====== EXCERPTED TEXT

T. rex and the Crater of Doom
- Special edition 2007 cover for T. rex and the Crater of Doom
- Author: Walter Alvarez
- Genre: Non-fiction, paleontology, geology, chemistry, physics
- Publisher: Princeton University Press
- Publication date: 1997
- Media type: Print (Hardcover & paperback)
- Pages: 208
- ISBN: 978-0-691-13103-0

= T. rex and the Crater of Doom =

Science book by Walter Alvarez (published 1997)

T. rex and the Crater of Doom is a nonfiction book by UC Berkeley professor Walter Alvarez that was published by Princeton University Press in 1997. The book discusses the research and evidence that led to the creation of the Alvarez hypothesis, which explains how an impact event was the main cause that resulted in the Cretaceous–Paleogene extinction event.

==Content==
The book begins by discussing Alvarez's research in the 1970s, before ever investigating the cause of the Cretaceous–Paleogene extinction event, when he was researching plate tectonics involving the Apennine Mountains with William "Bill" Lowrie. The method of this research was to use the evidence of the Earth's magnetic field to show that the plate upon which the rocks of the mountains rested had rotated over millions of years. While investigating limestone deposits in Gubbio, they discovered that some of the rocks were not aligned with the magnetic north pole, but in the opposite direction, implying the Earth undergoes geomagnetic reversal over time. This, with the plentiful fossilized material of extinct foraminifera, allowed them to date the time differences between each reversal and catalog the species of microscopic life found in each era. In doing so, they discovered that a certain time period had resulted in very few foraminifera fossils being formed, a boundary of little life now known as the Cretaceous–Paleogene boundary or the KT boundary. Just above this boundary, there was a thick layer that had no evidence of fossils at all, pointing to an almost complete extinction of microscopic sea life. This discovery was in direct opposition to the theory of gradualism, the leading belief of the period that evolutionary change occurred slowly across large time periods, rather than in bursts of short, distinct events, a theory known as catastrophism.

============
====== PROVIDED RECORDS

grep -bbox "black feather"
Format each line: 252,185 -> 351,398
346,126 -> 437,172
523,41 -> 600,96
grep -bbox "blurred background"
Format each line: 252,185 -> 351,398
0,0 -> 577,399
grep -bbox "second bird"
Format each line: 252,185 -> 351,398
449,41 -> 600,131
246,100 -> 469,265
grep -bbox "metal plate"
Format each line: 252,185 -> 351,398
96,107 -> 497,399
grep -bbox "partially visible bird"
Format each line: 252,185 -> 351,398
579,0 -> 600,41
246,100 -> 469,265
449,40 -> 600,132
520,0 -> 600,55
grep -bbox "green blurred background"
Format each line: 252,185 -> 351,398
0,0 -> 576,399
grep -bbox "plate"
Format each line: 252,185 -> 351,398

============

_EXERCISE INSTRUCTIONS_:
- 1) Answer these questions from the article on T. rex and the Crater of Doom, with each answer on its own line:
(a) Which publisher released the book, and in what year?
(b) In what place did Alvarez and Lowrie investigate limestone deposits?
(c) Which theory was the discovery in direct opposition to?
- 2) Extend the article on T. rex and the Crater of Doom, starting after its last sentence.
The entries have no connection to the article on T. rex and the Crater of Doom.

_ANSWERS TO THE TASKS_:
- 1)
(a) Princeton University Press, in 1997.
(b) Gubbio.
(c) The theory of gradualism.

- 2)
Suspecting that the layer without fossilized remains was evidence of a catastrophic event, Alvarez set out to determine how quickly the layer of clay had been deposited, which would either prove or disprove his hypothesis. His father, Luis Alvarez, suggested that the amount of iridium, an element deposited from cosmic dust at a fixed rate, might provide evidence for his claim. If the amount of iridium in the layer was higher than would be expected, that would imply an asteroid or comet impact had caused impactor dust to fall in high amounts all around the world, building up a higher concentration of iridium. The amount of iridium when tested was found to be 9 parts per billion (ppb), rather than the 0.1 ppb that would have accumulated naturally in the layer. The next step was to determine whether this high concentration of iridium was unique to Gubbio or whether it could be found worldwide, as would be expected for a catastrophic impact event. While locations with clear rock layers of the KT boundary were rare, Alvarez was able to confirm his findings with the Stevns Klint deposits in Zealand.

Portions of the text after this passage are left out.